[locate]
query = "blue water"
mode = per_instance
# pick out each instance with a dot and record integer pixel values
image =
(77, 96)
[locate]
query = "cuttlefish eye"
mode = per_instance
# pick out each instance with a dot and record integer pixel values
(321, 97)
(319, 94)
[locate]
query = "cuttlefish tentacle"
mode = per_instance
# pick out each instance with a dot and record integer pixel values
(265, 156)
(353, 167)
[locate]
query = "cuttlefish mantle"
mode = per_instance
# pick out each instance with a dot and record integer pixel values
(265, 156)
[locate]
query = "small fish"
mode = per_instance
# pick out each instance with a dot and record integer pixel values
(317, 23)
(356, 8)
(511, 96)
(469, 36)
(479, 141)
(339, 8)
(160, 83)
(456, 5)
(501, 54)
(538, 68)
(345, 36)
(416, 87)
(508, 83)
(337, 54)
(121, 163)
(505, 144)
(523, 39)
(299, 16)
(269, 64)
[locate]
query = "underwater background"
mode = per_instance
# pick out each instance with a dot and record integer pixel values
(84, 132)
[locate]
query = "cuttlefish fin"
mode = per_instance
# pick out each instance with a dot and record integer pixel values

WRITTEN TASK. Reproduce all of the records above verbatim, line for line, adding and omitting nothing.

SOLUTION TO THE PROBLEM.
[locate]
query = "blue water"
mode = per_instance
# pick out each instance with a dot and record integer pixel values
image =
(77, 96)
[locate]
query = "cuttlefish eye"
mode = per_instance
# pick out each instance with a dot and record integer pixel values
(321, 97)
(319, 94)
[locate]
query = "cuttlefish tentacle"
mode = per_instance
# pick out each instance with a dot and record integer pixel values
(265, 156)
(353, 167)
[locate]
query = "cuttlefish mantle"
mode = per_instance
# pick out each instance with a dot and record integer pixel values
(265, 156)
[locate]
query = "small fish"
mode = per_instance
# pick out each instance with a dot and record integer pixel values
(317, 23)
(356, 8)
(511, 96)
(469, 36)
(479, 141)
(339, 8)
(160, 83)
(456, 5)
(501, 54)
(538, 68)
(345, 36)
(416, 87)
(508, 83)
(337, 54)
(121, 163)
(505, 144)
(523, 39)
(299, 16)
(269, 64)
[locate]
query = "underwater background"
mode = per_instance
# pick out each instance with a dot and record integer pixel values
(84, 132)
[locate]
query = "cuttlefish fin"
mode = per_instance
# pick out each instance with a dot and record integer pixel values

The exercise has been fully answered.